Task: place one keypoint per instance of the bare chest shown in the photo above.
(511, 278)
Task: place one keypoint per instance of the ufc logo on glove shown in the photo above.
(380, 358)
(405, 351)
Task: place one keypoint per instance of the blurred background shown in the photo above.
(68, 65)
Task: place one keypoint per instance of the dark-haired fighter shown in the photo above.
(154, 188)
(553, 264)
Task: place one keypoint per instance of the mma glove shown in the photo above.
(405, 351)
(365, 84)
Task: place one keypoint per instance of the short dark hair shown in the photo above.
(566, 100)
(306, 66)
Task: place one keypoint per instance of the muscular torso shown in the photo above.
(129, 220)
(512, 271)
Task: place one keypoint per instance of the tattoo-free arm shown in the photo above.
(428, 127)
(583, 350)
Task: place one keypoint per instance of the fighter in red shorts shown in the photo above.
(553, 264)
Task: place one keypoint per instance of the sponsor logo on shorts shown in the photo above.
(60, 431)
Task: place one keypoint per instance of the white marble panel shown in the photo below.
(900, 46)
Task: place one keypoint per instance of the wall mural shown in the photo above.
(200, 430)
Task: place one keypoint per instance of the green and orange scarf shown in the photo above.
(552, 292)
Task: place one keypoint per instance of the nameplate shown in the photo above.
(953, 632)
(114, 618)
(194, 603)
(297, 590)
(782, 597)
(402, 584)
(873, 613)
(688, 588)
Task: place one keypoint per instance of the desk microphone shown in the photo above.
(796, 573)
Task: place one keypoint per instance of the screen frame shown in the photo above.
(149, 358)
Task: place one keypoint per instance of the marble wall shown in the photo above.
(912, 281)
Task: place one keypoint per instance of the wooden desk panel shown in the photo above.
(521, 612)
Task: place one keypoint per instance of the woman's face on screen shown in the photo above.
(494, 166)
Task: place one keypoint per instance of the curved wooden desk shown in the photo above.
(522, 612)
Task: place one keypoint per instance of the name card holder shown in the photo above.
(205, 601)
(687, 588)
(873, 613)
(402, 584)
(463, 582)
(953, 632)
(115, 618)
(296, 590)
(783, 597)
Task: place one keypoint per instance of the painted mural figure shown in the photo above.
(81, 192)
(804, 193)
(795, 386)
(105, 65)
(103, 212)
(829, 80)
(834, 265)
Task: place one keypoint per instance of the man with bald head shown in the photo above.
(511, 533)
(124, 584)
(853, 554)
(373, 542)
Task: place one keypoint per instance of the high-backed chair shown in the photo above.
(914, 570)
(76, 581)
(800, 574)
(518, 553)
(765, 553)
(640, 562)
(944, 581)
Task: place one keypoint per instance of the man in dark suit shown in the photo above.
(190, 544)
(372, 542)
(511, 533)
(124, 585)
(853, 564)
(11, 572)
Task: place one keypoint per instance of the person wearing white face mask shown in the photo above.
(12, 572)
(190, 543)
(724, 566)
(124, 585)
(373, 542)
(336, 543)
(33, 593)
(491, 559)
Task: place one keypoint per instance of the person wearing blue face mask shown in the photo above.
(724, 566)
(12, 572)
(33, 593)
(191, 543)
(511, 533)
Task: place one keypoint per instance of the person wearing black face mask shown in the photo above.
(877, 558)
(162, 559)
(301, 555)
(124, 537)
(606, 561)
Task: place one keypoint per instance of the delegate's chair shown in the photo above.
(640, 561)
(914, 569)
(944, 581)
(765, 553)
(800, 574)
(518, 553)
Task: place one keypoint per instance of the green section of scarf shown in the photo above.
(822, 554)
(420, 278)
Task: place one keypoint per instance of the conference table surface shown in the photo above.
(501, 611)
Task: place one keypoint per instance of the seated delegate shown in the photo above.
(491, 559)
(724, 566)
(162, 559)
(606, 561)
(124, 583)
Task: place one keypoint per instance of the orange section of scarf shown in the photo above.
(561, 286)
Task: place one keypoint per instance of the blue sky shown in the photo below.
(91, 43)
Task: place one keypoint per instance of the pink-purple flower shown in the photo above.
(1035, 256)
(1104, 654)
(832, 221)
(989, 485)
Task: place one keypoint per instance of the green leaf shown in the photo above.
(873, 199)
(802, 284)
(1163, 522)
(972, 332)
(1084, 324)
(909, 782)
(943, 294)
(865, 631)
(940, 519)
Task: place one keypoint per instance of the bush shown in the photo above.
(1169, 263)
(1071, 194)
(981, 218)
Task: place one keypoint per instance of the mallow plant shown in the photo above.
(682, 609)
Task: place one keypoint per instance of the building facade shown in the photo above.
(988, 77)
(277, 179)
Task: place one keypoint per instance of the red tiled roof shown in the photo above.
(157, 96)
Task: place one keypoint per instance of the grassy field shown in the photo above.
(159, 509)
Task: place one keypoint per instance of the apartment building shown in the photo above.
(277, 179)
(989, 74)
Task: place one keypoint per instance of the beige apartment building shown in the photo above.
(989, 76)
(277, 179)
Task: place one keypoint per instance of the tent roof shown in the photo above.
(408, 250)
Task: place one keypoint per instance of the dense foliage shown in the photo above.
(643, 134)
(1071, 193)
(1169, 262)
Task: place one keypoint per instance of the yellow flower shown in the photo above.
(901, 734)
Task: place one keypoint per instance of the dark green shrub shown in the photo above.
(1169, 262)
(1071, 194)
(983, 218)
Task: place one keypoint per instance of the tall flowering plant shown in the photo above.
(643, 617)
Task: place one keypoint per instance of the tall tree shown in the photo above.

> [What is needed] Type out the material again, matching every line.

> [Result of the exercise]
Task: place one keypoint per instance of the bare chest shown in the photo above.
(511, 278)
Task: place one keypoint per instance of the ufc logo on glove shown in the photo above.
(380, 358)
(405, 351)
Task: place one keypoint per instance of the blurred background shown in the photo above.
(68, 65)
Task: place one keypoint per instance of the dark-haired fighter shown in the photo above.
(154, 188)
(553, 264)
Task: place one keypoint per instance of the mma glove shown in the photo above.
(405, 351)
(365, 84)
Task: place one keypoint per instance of the short dark hair shown in the photo above.
(566, 100)
(306, 66)
Task: place one keypoint per instance of the muscular torso shown in the photo above.
(129, 220)
(512, 271)
Task: place one keypoint per instance of the tattoo-free arm shown in the photo above.
(428, 127)
(583, 350)
Task: place one keypoint per instance of the fighter in red shorts shown in the photo above.
(553, 264)
Task: place one keypoint per instance of the sponsor logo on shorts shown in the photo above.
(60, 431)
Task: place one keypoint per instance of the white marble panel shown in the photo below.
(900, 46)
Task: place one keypoint per instance of the wall mural shown in the photo above.
(200, 430)
Task: place one keypoint per instance of the green and orange scarf shown in the photo above.
(552, 292)
Task: place one keypoint per instance of the nameplate shown in the photo above.
(953, 632)
(114, 618)
(194, 603)
(297, 590)
(782, 597)
(402, 584)
(873, 613)
(688, 588)
Task: place one keypoint per instance of the desk microphone shown in the photo above.
(796, 573)
Task: place one keypoint per instance of the screen frame shown in the photo above.
(149, 358)
Task: place one keypoint per instance of the marble wall shown in the photo above.
(912, 281)
Task: place one keypoint per instance of the wooden desk panel shown in the photo above.
(521, 612)
Task: place one keypoint per instance of the woman's face on screen shown in the photo above.
(494, 166)
Task: place one keypoint per instance of the curved wooden desk shown in the photo above.
(522, 612)
Task: place one keypoint per instance of the name card holder shown in the photo above.
(205, 601)
(687, 588)
(873, 613)
(402, 584)
(463, 582)
(953, 632)
(115, 618)
(296, 590)
(783, 597)
Task: place one keypoint per instance of the painted mural figure shown in the photo above.
(81, 192)
(804, 193)
(795, 386)
(105, 65)
(103, 212)
(829, 80)
(834, 265)
Task: place one keypoint per instance of the man with bald head shown in the photo above.
(511, 533)
(124, 584)
(853, 554)
(373, 542)
Task: place one keypoint per instance of the high-backed chair shown in the photo above.
(914, 570)
(76, 581)
(800, 574)
(518, 553)
(765, 553)
(640, 562)
(944, 581)
Task: place one keypoint per instance of the man in dark suit shown in the photo above.
(190, 544)
(372, 542)
(511, 533)
(124, 585)
(853, 564)
(11, 572)
Task: place one keypoint per instance of the person wearing white face mask shown in the photo above.
(12, 572)
(190, 543)
(724, 566)
(124, 585)
(373, 542)
(336, 543)
(33, 593)
(491, 559)
Task: place one keypoint per instance of the person wearing blue face mask shown in the photo above.
(724, 566)
(12, 572)
(33, 593)
(191, 543)
(511, 533)
Task: place one keypoint per instance of the person wearing black face mask shown in the photo above.
(877, 558)
(162, 559)
(301, 555)
(124, 537)
(606, 561)
Task: place one keypoint per instance of the delegate's chair shown in the photo above.
(640, 561)
(914, 569)
(944, 581)
(765, 553)
(800, 574)
(518, 553)
Task: place one keypoint per instance of the green section of scarf shown in the photo above.
(822, 554)
(420, 278)
Task: place one keypoint per instance of the conference table surface shown in the photo above.
(501, 611)
Task: place one keypoint per instance of the seated delegate shown in the photo above.
(491, 559)
(724, 566)
(162, 559)
(606, 561)
(124, 583)
Task: place one keypoint per instance of the orange section of scarf shown in the photo above.
(561, 286)
Task: place one keypoint per instance of the blue sky shown in the photo below.
(91, 43)
Task: place one keypoint per instance of the pink-purple flower shown in the photo above.
(1035, 256)
(1104, 654)
(832, 221)
(989, 485)
Task: place one keypoint per instance of the green leaf shown in the photo above.
(873, 199)
(802, 284)
(1163, 522)
(972, 332)
(1084, 324)
(909, 782)
(943, 294)
(865, 631)
(940, 519)
Task: place one keypoint per instance of the bush shown in the photo above.
(1169, 263)
(1071, 194)
(981, 218)
Task: place one keypoint per instance of the mallow plant shown in the photo above.
(682, 609)
Task: place one keypoint per instance of the building facade shown in the photo above.
(988, 77)
(277, 179)
Task: place one keypoint per instance of the red tiled roof shown in the photo above.
(157, 96)
Task: place one keypoint per instance of the grassy field shown in the photo above.
(159, 509)
Task: place one keypoint per instance of the apartment building shown in the photo above.
(277, 179)
(989, 74)
Task: place one keypoint per instance of the beige apartment building shown in the photo above.
(989, 76)
(277, 179)
Task: place one keypoint per instance of the tent roof shown in the photo above.
(408, 250)
Task: place one keypoint per instance of the dense foliage shown in the photo above.
(643, 134)
(1071, 193)
(1169, 262)
Task: place one keypoint per instance of the yellow flower shown in the photo above.
(901, 734)
Task: place one keypoint per instance of the dark green shrub shown in the photo above.
(1169, 262)
(1071, 194)
(983, 218)
Task: place one keypoint per instance of the tall flowering plant shown in the photo above.
(643, 617)
Task: place one keypoint per instance of the tall tree shown in the photo above.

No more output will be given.